Work to be completed
Using the piece on Pluscarden monastery below, answer each question on its own numbered line.
1. Who bought the priory in 1897, and from whom?
2. To which abbey did Lord Colum give the priory and surrounding acres in 1945?
3. In what year and at which abbey did Dom Maurus Deegan take his vows?

Passage for review
[Start of Attachment]

He was here and then he vanished

I have spent the past week of my second biannual visit to the monastery of Pluscarden near Elgin. The 13th-century foundation was dissolved officially as a monastery following the Reformation.

In 1897 that brilliant Catholic convert the 3rd Marquis of Bute bought the priory from the Duke of Fife and devoted a portion of his vast fortune to its restoration. In 1945 Lord Bute’s youngest son Lord Colum gave the priory and surrounding acres to Prinknash Abbey in Gloucestershire. Three years later five monks returned to resume the Benedictine life at Pluscarden after several hundred years. They used their hands for restoration work as well as prayer.

The monastery has guest accommodation for males and females, with the males eating with the community at their long tables while, at a lectern above, a monk reads from the teachings of the Benedictines, and from new and challenging books. (Recently we heard an analysis of the papacy and anti-Semitism during the Nazi regime).

From an early age Dom Maurus Deegan wanted to be a monk. He had been in seminary, in the docklands of Liverpool, and in the wartime fire service he had witnessed appalling loss of life and suffering. He took his vows as a Benedictine monk at Prinknash Abbey in 1947, and the following year was on his way north, one of the five pioneer monks to revive the Benedictine community at Pluscarden.

[End of Attachment]

Excerpted data

[Start of Attachment]

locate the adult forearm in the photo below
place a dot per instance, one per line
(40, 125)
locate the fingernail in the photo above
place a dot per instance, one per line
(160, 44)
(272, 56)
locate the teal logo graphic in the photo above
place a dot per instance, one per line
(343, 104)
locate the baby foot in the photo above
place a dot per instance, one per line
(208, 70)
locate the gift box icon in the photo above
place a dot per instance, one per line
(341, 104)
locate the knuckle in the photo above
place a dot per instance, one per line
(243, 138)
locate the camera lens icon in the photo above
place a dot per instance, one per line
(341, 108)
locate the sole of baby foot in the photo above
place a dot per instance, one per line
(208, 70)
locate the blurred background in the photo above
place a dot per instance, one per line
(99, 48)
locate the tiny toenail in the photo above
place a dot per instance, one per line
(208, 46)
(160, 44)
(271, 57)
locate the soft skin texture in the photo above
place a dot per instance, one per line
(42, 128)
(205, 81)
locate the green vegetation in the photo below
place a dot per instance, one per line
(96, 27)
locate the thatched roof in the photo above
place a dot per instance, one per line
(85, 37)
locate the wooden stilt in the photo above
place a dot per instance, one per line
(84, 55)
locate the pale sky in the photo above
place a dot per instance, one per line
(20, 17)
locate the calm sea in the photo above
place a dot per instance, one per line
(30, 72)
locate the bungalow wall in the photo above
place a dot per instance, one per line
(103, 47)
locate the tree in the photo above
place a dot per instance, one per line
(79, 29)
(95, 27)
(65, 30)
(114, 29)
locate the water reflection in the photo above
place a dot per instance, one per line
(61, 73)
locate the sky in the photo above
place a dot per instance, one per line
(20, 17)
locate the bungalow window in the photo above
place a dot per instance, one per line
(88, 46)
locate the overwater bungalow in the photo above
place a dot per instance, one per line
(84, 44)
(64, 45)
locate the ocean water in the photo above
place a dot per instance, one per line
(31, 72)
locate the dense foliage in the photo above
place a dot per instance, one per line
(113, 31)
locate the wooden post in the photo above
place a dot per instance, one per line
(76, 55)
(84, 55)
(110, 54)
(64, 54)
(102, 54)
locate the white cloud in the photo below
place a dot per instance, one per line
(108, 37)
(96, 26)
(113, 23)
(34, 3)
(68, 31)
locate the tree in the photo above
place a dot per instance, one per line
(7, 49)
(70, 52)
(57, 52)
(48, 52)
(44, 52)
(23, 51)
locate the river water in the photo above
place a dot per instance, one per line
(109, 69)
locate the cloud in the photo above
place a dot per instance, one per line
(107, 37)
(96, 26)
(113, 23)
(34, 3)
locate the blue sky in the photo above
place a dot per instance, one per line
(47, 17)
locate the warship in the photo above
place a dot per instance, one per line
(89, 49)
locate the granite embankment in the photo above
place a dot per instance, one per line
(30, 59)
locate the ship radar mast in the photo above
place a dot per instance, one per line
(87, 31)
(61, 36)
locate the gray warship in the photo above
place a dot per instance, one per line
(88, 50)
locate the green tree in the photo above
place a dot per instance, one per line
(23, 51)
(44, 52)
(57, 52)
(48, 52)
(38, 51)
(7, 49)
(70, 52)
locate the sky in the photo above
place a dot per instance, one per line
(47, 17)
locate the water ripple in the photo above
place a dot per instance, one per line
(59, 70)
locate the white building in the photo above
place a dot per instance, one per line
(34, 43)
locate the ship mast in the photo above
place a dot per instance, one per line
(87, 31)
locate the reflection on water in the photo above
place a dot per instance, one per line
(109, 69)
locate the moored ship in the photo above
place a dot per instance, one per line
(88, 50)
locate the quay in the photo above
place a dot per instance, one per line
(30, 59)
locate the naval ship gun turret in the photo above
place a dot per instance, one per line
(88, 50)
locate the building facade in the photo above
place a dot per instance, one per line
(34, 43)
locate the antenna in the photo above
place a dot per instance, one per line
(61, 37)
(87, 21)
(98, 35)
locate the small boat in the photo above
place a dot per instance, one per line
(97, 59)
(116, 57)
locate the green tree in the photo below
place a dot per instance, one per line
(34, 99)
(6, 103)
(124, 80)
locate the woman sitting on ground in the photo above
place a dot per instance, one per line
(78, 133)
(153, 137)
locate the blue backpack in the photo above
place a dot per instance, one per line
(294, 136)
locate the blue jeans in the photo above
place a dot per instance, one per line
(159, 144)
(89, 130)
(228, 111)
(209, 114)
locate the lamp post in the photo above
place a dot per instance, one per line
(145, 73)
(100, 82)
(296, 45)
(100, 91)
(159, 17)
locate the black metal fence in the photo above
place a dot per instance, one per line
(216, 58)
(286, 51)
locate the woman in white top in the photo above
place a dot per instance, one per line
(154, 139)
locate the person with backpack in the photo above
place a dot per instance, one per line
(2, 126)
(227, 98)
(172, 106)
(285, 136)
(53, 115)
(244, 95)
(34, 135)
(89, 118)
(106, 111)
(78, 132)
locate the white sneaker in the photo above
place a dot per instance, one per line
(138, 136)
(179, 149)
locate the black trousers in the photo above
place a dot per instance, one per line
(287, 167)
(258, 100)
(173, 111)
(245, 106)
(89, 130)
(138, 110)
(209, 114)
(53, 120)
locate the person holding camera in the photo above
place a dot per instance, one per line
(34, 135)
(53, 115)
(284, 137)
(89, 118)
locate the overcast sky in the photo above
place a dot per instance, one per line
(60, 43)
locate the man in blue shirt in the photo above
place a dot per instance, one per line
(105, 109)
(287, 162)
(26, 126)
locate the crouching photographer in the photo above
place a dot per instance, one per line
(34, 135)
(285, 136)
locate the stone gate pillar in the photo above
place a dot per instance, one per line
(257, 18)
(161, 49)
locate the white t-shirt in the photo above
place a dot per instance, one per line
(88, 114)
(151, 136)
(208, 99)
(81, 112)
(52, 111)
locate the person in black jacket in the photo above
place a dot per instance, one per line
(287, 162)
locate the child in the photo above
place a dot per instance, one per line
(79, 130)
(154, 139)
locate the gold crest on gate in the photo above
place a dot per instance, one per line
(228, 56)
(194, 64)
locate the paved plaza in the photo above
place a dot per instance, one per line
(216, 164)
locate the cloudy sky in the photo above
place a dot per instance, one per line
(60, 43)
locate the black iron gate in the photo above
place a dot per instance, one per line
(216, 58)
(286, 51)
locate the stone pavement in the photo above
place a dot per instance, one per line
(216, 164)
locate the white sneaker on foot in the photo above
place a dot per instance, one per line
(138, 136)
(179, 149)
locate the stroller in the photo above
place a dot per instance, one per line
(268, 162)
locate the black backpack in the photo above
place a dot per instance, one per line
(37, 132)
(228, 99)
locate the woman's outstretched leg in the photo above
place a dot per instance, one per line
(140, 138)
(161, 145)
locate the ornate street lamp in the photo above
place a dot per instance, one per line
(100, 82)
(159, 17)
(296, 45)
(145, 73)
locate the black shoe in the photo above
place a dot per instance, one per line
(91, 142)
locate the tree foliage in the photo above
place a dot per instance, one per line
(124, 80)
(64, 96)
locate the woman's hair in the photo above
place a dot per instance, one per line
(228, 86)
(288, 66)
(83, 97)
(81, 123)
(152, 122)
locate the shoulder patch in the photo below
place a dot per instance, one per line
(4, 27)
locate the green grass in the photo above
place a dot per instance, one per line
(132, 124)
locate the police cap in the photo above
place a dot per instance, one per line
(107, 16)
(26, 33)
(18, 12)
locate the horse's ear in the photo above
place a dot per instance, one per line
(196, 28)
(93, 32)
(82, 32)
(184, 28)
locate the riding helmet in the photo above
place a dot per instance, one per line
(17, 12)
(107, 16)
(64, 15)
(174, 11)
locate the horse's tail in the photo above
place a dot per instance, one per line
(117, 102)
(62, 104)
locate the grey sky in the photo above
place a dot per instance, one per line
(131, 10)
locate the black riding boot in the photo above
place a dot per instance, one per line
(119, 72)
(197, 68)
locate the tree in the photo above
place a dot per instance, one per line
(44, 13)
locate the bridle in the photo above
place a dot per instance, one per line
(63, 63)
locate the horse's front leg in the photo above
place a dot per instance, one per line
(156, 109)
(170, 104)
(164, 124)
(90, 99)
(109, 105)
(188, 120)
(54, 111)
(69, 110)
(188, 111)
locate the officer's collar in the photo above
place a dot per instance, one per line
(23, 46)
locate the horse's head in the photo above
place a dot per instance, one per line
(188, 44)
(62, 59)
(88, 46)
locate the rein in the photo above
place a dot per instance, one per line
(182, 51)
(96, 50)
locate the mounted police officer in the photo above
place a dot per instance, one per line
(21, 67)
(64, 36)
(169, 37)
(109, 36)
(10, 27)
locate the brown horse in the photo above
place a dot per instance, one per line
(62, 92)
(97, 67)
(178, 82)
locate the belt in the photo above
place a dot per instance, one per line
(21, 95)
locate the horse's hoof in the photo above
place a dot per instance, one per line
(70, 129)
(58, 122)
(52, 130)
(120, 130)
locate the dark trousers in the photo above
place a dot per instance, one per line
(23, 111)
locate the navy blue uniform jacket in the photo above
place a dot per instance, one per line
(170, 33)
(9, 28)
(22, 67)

[End of Attachment]

Result below
1. The 3rd Marquis of Bute bought it from the Duke of Fife.
2. Prinknash Abbey in Gloucestershire.
3. In 1947, at Prinknash Abbey.